▶ Objective A:
In the message about blockers for Guile 2.2, how many very fast runners does the project have?
====== Given text
From: Jonas Hahnfeld
Subject: Re: Blockers for Guile 2.2
Date: Sat, 26 Feb 2022 14:02:48 +0100
User-agent: Evolution 3.42.3

Am Samstag, dem 26.02.2022 um 13:51 +0100 schrieb Han-Wen Nienhuys:
> On Wed, Feb 23, 2022 at 12:36 PM Jonas Hahnfeld <hahnjo@hahnjo.de> wrote:
> > 
> > > * The concern over CI minutes seems like it's the least important: we
> > > can buy more computing power (I'm happy to sponsor), and is the
> > > duration of CI much of a concern today?
> > 
> > In the past, you've complained the loudest about slow CI builds for
> > merging changes...
> 
> A build for 2.2 and 1.8 could be run in parallel, I think?

Yes, but it's still going to be slow because we have exactly one very
fast runner.

> > > I don't think we have to do the doc build across both 1.8 and 2.2, for 
> > > example.
> > 
> > I think we do because a full doc build provides coverage and stress
> > testing that is unachieved by the regression tests.
> 
> The doc build is exactly the same as the regtest: a lot of small files
> that are rendered mostly in per-system mode (rather than per page).
============
====== Data for the task
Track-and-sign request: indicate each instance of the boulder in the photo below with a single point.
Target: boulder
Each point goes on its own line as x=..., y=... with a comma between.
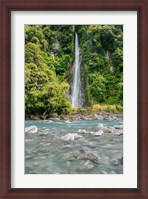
x=89, y=156
x=31, y=129
x=118, y=126
x=98, y=133
x=103, y=128
x=117, y=161
x=70, y=137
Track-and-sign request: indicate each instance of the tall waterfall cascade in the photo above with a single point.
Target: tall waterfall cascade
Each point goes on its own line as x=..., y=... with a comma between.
x=76, y=87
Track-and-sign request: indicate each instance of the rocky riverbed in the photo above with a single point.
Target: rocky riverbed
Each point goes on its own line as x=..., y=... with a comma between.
x=78, y=146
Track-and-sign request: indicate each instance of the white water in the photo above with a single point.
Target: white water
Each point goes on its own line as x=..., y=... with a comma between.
x=76, y=89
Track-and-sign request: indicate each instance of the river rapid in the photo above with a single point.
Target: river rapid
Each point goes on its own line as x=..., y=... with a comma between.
x=74, y=147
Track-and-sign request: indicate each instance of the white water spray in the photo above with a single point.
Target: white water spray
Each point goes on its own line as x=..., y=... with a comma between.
x=76, y=89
============
▶ Objective B:
Rewrite all of the entries that follow the message, replacing "Track-and-sign request" with "Labeling request" and leaving everything else unchanged. Omit the pictures.

▶ Finished answer A:
Exactly one.

▶ Finished answer B:
Labeling request: indicate each instance of the boulder in the photo below with a single point.
Target: boulder
Each point goes on its own line as x=..., y=... with a comma between.
x=89, y=156
x=31, y=129
x=118, y=126
x=98, y=133
x=103, y=128
x=117, y=161
x=70, y=137
Labeling request: indicate each instance of the tall waterfall cascade in the photo above with a single point.
Target: tall waterfall cascade
Each point goes on its own line as x=..., y=... with a comma between.
x=76, y=87
Labeling request: indicate each instance of the rocky riverbed in the photo above with a single point.
Target: rocky riverbed
Each point goes on its own line as x=..., y=... with a comma between.
x=78, y=146
Labeling request: indicate each instance of the white water in the photo above with a single point.
Target: white water
Each point goes on its own line as x=..., y=... with a comma between.
x=76, y=89
Labeling request: indicate each instance of the river rapid in the photo above with a single point.
Target: river rapid
Each point goes on its own line as x=..., y=... with a comma between.
x=74, y=147
Labeling request: indicate each instance of the white water spray in the photo above with a single point.
Target: white water spray
Each point goes on its own line as x=..., y=... with a comma between.
x=76, y=89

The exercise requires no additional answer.